───── Records to use ─────
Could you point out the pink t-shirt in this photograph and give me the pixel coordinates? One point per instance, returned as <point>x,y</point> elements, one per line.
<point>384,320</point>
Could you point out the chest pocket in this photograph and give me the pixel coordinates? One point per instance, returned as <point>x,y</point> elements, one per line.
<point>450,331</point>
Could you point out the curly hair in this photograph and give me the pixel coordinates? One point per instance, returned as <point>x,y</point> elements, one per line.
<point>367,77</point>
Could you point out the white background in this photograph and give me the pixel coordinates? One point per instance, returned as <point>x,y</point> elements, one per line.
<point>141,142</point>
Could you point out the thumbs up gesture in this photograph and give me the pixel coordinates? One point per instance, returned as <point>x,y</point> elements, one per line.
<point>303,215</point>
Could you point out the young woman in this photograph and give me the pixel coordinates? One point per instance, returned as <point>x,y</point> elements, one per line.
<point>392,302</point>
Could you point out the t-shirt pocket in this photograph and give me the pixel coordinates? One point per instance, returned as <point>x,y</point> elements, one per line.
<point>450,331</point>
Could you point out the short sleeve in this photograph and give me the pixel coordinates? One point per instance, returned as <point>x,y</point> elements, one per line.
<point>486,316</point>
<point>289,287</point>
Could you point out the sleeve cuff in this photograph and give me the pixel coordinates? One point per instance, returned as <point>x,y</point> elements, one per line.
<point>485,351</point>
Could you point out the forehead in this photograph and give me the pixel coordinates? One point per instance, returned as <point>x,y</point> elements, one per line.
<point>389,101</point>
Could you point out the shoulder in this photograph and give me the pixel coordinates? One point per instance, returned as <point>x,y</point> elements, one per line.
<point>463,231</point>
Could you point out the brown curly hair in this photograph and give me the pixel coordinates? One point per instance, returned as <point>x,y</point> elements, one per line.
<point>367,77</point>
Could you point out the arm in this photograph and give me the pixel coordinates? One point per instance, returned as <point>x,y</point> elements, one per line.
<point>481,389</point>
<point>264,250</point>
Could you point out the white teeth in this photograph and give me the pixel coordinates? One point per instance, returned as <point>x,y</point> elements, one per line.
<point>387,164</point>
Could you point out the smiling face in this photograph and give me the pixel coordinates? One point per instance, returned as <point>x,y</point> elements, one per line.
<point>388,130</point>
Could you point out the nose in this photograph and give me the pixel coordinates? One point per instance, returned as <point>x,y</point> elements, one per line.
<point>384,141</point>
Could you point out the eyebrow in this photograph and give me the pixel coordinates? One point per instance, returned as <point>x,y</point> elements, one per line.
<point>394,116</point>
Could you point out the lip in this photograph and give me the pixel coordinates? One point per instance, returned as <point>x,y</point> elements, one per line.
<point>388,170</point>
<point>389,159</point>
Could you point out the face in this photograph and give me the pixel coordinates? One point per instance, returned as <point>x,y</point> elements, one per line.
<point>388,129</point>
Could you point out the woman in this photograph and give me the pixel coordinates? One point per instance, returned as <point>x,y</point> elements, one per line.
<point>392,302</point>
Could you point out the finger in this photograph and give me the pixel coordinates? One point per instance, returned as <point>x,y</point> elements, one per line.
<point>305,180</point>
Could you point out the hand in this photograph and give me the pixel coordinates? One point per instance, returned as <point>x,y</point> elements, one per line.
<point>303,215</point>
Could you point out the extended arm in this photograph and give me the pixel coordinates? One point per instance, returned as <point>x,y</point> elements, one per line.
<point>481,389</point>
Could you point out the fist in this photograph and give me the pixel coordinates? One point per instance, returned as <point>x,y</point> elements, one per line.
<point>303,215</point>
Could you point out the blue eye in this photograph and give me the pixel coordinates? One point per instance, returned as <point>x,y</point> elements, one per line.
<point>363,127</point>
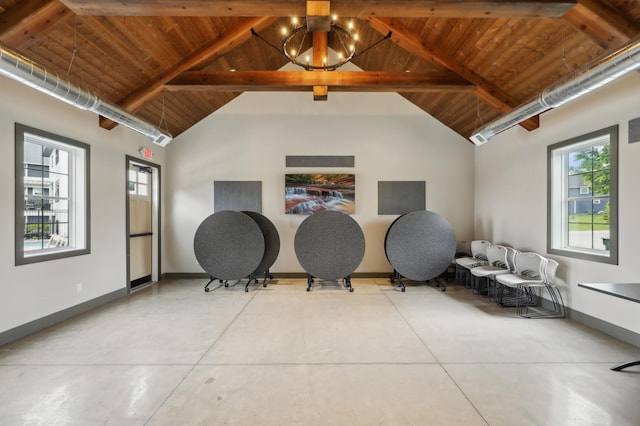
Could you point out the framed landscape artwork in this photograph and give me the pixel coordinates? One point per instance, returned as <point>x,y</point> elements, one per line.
<point>312,193</point>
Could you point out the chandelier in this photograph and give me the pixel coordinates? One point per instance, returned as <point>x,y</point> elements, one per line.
<point>305,32</point>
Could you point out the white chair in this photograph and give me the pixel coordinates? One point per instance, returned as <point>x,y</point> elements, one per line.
<point>501,261</point>
<point>478,258</point>
<point>536,291</point>
<point>534,273</point>
<point>529,270</point>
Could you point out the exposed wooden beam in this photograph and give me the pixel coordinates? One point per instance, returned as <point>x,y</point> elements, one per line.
<point>22,23</point>
<point>293,81</point>
<point>217,48</point>
<point>354,8</point>
<point>605,25</point>
<point>484,89</point>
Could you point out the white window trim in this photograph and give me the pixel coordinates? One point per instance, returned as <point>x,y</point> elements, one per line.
<point>557,169</point>
<point>79,212</point>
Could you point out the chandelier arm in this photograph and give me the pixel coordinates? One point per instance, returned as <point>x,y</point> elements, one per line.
<point>388,36</point>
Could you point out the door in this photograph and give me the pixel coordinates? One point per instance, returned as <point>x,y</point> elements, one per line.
<point>141,221</point>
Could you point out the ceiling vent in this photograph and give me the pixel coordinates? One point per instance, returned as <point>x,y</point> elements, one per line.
<point>582,81</point>
<point>25,71</point>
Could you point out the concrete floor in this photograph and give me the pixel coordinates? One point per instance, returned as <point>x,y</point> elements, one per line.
<point>172,354</point>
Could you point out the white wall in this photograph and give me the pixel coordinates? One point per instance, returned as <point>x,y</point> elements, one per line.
<point>29,292</point>
<point>511,193</point>
<point>250,137</point>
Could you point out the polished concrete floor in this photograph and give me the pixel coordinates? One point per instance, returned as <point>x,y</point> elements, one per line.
<point>172,354</point>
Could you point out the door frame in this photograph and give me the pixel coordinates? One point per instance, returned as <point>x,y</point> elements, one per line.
<point>155,219</point>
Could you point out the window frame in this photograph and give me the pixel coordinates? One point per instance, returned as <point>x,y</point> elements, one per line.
<point>556,199</point>
<point>20,204</point>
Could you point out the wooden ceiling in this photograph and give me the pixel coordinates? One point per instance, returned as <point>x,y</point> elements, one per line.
<point>170,62</point>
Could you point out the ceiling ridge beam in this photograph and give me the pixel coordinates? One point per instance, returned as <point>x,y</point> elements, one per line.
<point>604,24</point>
<point>21,24</point>
<point>206,54</point>
<point>361,81</point>
<point>531,9</point>
<point>484,89</point>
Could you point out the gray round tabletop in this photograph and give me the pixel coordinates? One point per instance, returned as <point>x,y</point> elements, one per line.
<point>271,241</point>
<point>420,245</point>
<point>229,245</point>
<point>329,245</point>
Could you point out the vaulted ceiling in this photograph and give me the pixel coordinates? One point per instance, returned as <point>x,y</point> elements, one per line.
<point>174,62</point>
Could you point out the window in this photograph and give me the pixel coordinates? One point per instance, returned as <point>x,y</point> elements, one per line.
<point>583,197</point>
<point>52,196</point>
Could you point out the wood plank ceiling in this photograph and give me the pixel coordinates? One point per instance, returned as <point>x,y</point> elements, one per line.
<point>170,62</point>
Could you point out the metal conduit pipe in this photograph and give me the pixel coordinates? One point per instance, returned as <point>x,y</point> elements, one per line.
<point>23,70</point>
<point>584,80</point>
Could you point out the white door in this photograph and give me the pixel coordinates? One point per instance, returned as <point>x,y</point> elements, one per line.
<point>141,224</point>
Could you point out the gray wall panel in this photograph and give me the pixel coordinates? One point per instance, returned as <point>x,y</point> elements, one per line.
<point>320,161</point>
<point>634,130</point>
<point>237,196</point>
<point>400,197</point>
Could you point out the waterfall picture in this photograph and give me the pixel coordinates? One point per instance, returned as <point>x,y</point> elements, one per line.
<point>312,193</point>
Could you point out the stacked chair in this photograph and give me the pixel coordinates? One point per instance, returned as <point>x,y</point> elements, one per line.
<point>523,288</point>
<point>478,258</point>
<point>524,280</point>
<point>501,260</point>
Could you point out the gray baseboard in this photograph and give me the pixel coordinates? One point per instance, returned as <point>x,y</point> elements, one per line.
<point>203,275</point>
<point>24,330</point>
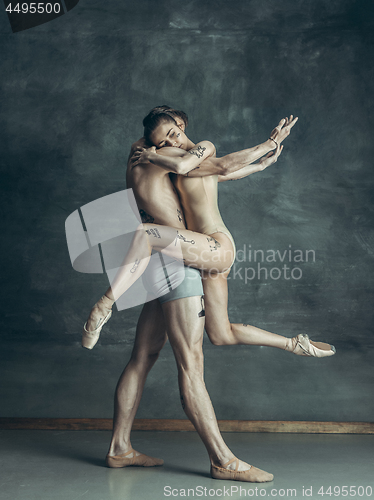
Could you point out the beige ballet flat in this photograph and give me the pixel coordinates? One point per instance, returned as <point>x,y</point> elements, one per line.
<point>141,460</point>
<point>90,338</point>
<point>252,475</point>
<point>306,347</point>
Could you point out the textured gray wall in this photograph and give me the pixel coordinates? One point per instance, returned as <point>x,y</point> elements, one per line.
<point>73,93</point>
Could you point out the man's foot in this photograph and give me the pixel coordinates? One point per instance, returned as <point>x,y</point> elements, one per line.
<point>236,470</point>
<point>99,315</point>
<point>132,457</point>
<point>303,346</point>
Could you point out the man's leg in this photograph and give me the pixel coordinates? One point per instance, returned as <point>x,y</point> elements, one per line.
<point>150,339</point>
<point>185,327</point>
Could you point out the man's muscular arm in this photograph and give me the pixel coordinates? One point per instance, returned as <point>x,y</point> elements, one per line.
<point>178,160</point>
<point>265,162</point>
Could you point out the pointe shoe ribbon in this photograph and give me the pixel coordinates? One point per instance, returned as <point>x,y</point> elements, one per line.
<point>251,475</point>
<point>90,338</point>
<point>138,460</point>
<point>306,347</point>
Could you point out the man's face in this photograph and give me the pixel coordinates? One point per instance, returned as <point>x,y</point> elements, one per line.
<point>168,134</point>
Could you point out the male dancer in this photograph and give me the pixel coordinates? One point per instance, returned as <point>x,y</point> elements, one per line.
<point>180,314</point>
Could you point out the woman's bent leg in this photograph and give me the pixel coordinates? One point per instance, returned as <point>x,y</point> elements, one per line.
<point>221,332</point>
<point>217,324</point>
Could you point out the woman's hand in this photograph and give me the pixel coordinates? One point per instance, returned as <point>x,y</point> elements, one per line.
<point>143,155</point>
<point>283,129</point>
<point>270,158</point>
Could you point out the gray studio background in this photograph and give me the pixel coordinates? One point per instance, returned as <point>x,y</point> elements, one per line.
<point>73,94</point>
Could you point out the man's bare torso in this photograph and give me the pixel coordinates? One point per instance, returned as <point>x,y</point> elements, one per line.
<point>154,192</point>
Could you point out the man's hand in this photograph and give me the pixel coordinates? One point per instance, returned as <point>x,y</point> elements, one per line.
<point>283,129</point>
<point>143,155</point>
<point>270,158</point>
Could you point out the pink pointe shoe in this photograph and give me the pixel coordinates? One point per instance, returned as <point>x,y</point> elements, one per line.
<point>303,346</point>
<point>90,338</point>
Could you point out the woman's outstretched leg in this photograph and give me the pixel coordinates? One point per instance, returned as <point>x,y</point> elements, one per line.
<point>221,332</point>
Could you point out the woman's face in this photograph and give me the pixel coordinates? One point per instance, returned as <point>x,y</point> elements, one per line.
<point>168,134</point>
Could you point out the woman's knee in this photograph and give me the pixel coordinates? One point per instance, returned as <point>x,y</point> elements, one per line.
<point>219,336</point>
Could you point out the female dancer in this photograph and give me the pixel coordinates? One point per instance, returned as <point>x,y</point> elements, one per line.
<point>210,246</point>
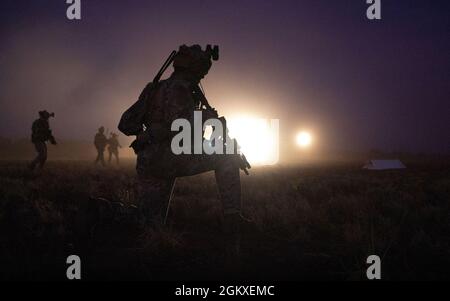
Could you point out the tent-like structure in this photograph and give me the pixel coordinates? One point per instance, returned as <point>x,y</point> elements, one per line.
<point>384,164</point>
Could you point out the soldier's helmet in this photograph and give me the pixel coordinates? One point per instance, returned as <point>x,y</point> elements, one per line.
<point>46,115</point>
<point>194,59</point>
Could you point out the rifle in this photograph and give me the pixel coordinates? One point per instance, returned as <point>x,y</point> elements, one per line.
<point>200,97</point>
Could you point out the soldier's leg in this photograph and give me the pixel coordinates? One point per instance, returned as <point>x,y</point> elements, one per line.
<point>43,154</point>
<point>98,157</point>
<point>153,196</point>
<point>116,153</point>
<point>36,159</point>
<point>102,157</point>
<point>227,175</point>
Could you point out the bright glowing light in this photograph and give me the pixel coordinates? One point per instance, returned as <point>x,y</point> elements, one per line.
<point>304,139</point>
<point>257,137</point>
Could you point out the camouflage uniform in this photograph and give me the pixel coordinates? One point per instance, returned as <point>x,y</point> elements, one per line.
<point>113,148</point>
<point>157,166</point>
<point>40,134</point>
<point>100,142</point>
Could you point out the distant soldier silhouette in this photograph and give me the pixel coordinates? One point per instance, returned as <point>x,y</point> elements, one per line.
─────
#### Requirement
Please lay out the records as a Markdown table with the columns Number and Line, starting with the line that contains "Could you point out the white chair" and going on through the line that contains "<point>141,221</point>", both included. Leave out any blank lines.

#### The output
| Number | Line |
|---|---|
| 1 | Could you point out the white chair in this photograph and give me the pixel coordinates? One point per instance, returned as <point>x,y</point> elements, one per line. |
| 2 | <point>501,261</point> |
| 3 | <point>478,258</point> |
| 4 | <point>536,291</point> |
| 5 | <point>534,273</point> |
| 6 | <point>529,270</point> |
| 7 | Could you point out the exposed wooden beam in this photograph and give me the pixel coordinates? One point per instance, returned as <point>x,y</point> elements, one per line. |
| 8 | <point>22,23</point> |
| 9 | <point>293,81</point> |
| 10 | <point>217,48</point> |
| 11 | <point>354,8</point> |
| 12 | <point>605,25</point> |
| 13 | <point>484,89</point> |
| 14 | Could you point out the white window trim in this photograph and give me the pixel coordinates? One point per instance, returned as <point>x,y</point> elements, one per line. |
| 15 | <point>557,169</point> |
| 16 | <point>79,212</point> |
| 17 | Could you point out the chandelier arm in this photograph and give me the pixel coordinates? One point per instance, returned as <point>x,y</point> elements, one per line. |
| 18 | <point>388,36</point> |
| 19 | Could you point out the door in this photograph and give me the pixel coordinates? One point per instance, returned as <point>x,y</point> elements, one per line. |
| 20 | <point>141,221</point> |